Texto de origem:
§
Em grifo (negrito), ainda, palavras e nomes tal como os grafou, e que a tradução teve o bom-gosto de não interferir.
Recife-Olinda:
...Quando aterrissamos em Recife, após quatro horas e meia, a porta do avião se abre sobre uma terra vermelha, devorada pelo calor. É bem verdade que estamos novamente no Equador.
...Igrejas coloniais admiráveis, onde domina o branco, em que o estilo jesuíta é iluminado e tornado mais leve pela caiação. O interior é barroco, mas sem o excessivo peso do barroco europeu.
...Admiro a cidade antiga, as casinhas vermelhas, azuis e ocre, as suas calçadas com grandes pedras pontiagudas. A praça da igreja de San Pedro. Como a igreja se encontra ao lado de uma fábrica de café, está completamente escurecida pela fumaça dos torradores. Está literalmente patinada de café.
Salvador:
... A terra é totalmente vermelha. Bahia, onde só se vêm negros, parece-me uma imensa casbah fervilhante, miserável e suja.
...Comemos pratos tão apimentados que fariam andar paralíticos.
...As igrejas, são as mesmas do Recife.
... anoto alguns trechos do regulamento do Palace Hotel da Bahia em francês: “ Todos falam francês no Brasil”, diz a propaganda.
Levado a uma macumba ( a segunda. Fora a uma no Rio), Camus descreve todo o rito. Mas não se deixa impressionar. Coclui: ... “Os ritos degradados exprimem-se em danças medíocres” . Mas este candomblé aparece no seu livro A Pedra que Cresce (O Exílio e o Reino).
São Paulo:
... São Paulo, cidade estranha. Oran desmedida.
... Às 3 horas, levam- me, não sei porque, à penitenciária da cidade, “ a mais bela do Brasil”. É bela, na verdade, como um presídio de filme americano. A não ser pelo cheiro horrível do homem, que se impregna em todas as prisões... E, de quando em quando, um letreiro “Seja bom”, e, sobretudo, “Otimismo”... Alguém me diz, ao sair, a fórmula ritual: “Aqui você está em sua casa”
Após minha conferência, Andrade ( Oswald) me ensina que, no presídio modelo, já se viram detentos suicidarem-se batendo a cabeça contra as paredes e apertando a garganta numa gaveta até a asfixia.
Brasil:
... Mas este barroco harmonioso repete-se muito. Finalmente, é a única coisa a ser vista neste país, e isso se vê depressa. Resta a vida verdadeira. Mas sobre esta terra imensa, que tem a tristeza dos grandes espaços, a vida é a nível do chão e seriam necessários muitos anos para a ela integrar-se. Será que tenho vontade de passar alguns anos no Brasil? Não.
§
Dados de origem:
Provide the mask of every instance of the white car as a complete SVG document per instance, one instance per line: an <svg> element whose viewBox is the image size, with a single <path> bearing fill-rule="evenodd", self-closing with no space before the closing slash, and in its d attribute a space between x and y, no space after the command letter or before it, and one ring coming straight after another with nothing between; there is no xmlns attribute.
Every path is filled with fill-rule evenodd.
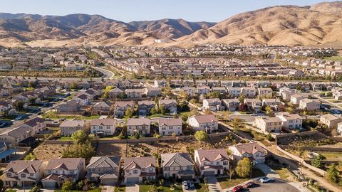
<svg viewBox="0 0 342 192"><path fill-rule="evenodd" d="M183 181L183 187L184 187L184 189L185 189L185 190L189 189L187 181Z"/></svg>
<svg viewBox="0 0 342 192"><path fill-rule="evenodd" d="M269 179L269 178L268 178L268 177L263 177L263 178L260 178L259 181L261 183L268 183L268 182L271 181L271 179Z"/></svg>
§
Exercício A:
Reescreva o trecho do relato de viagem a partir de "Após minha conferência, Andrade" até "até a asfixia.", inclusive, trocando "presídio" por "cárcere".
Exercício B:
Por favor, liste todos os títulos de seção do relato de viagem, isto é, as linhas curtas que terminam em dois-pontos.
Os dados não têm relação alguma com o relato de viagem.

Resolução escrita A:
Após minha conferência, Andrade ( Oswald) me ensina que, no cárcere modelo, já se viram detentos suicidarem-se batendo a cabeça contra as paredes e apertando a garganta numa gaveta até a asfixia.

Resolução escrita B:
Recife-Olinda
Salvador
São Paulo
Brasil